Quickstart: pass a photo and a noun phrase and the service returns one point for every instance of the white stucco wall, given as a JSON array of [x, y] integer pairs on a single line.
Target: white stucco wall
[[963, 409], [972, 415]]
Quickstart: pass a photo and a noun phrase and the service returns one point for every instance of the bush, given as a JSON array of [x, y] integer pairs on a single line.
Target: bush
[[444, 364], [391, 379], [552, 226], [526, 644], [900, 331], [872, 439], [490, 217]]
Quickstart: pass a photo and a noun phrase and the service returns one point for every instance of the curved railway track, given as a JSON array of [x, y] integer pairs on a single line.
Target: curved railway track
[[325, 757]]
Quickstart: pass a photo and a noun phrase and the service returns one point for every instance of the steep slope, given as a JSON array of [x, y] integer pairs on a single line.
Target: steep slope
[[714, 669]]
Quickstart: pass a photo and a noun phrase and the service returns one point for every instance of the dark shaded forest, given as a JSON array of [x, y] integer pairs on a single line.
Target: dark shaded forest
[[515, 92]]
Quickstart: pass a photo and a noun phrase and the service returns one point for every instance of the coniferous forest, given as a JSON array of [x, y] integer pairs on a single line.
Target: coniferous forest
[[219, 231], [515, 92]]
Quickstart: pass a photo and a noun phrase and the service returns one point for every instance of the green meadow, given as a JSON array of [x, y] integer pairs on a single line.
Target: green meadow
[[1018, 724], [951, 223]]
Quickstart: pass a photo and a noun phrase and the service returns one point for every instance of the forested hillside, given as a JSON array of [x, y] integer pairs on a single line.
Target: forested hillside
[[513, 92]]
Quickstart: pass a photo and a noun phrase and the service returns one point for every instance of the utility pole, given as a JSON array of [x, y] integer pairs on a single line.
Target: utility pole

::::

Task details.
Render every line of the entries above as a Markdown table with the columns Row and Entry line, numbering the rows in order and leaving out blank lines.

Correct answer.
| Row | Entry line |
|---|---|
| 1 | Quickstart: pass a photo and a noun phrase and the service returns one point for every instance of the white stucco wall, given as a JSON array of [x, y] integer pairs on a single line. |
| 2 | Target: white stucco wall |
| 3 | [[963, 409], [972, 415]] |
| 4 | Quickstart: pass a photo and a noun phrase and the service returns one point for every instance of the bush, given as a JSON array of [x, y] integer pairs on a single line. |
| 5 | Target: bush |
| 6 | [[444, 364], [391, 379], [552, 226], [526, 644], [900, 331], [872, 439], [490, 217]] |
| 7 | Quickstart: pass a photo and a noun phrase and the service returns one point for every instance of the curved railway track, given as a JSON array of [x, y] integer pairs on a single line. |
| 8 | Target: curved railway track |
| 9 | [[325, 757]] |
| 10 | Quickstart: pass a photo and a noun phrase and the service returns one point for every instance of the steep slope, given as a JSON array of [x, y] integer pairs on a single line. |
| 11 | Target: steep slope |
| 12 | [[714, 669]] |
| 13 | Quickstart: pass a photo and a noun phrase and the service returns one point for every instance of the dark shaded forest, given as a JSON array of [x, y] integer pairs on a single line. |
| 14 | Target: dark shaded forest |
| 15 | [[515, 92]] |
| 16 | Quickstart: pass a photo and a noun phrase and the service returns one point for every instance of the coniferous forest, given as a JSON array of [x, y] integer pairs on a single line. |
| 17 | Target: coniferous forest |
| 18 | [[219, 231], [515, 92]] |
| 19 | Quickstart: pass a photo and a noun phrase and the service returns one point for every instance of the green meadow, given as a JSON array of [x, y] integer pairs on a single line. |
| 20 | Target: green meadow |
| 21 | [[1018, 724], [951, 223]] |
| 22 | Quickstart: pass a photo and a noun phrase and the service returns one point for every instance of the forested hillside, given as a JSON array of [x, y] integer pairs on a single line. |
| 23 | Target: forested hillside |
| 24 | [[513, 92]] |
| 25 | Quickstart: pass a photo and a noun phrase and the service returns one point for every instance of the utility pole, given as a JSON array of [x, y] integer pairs on a single line. |
| 26 | Target: utility pole |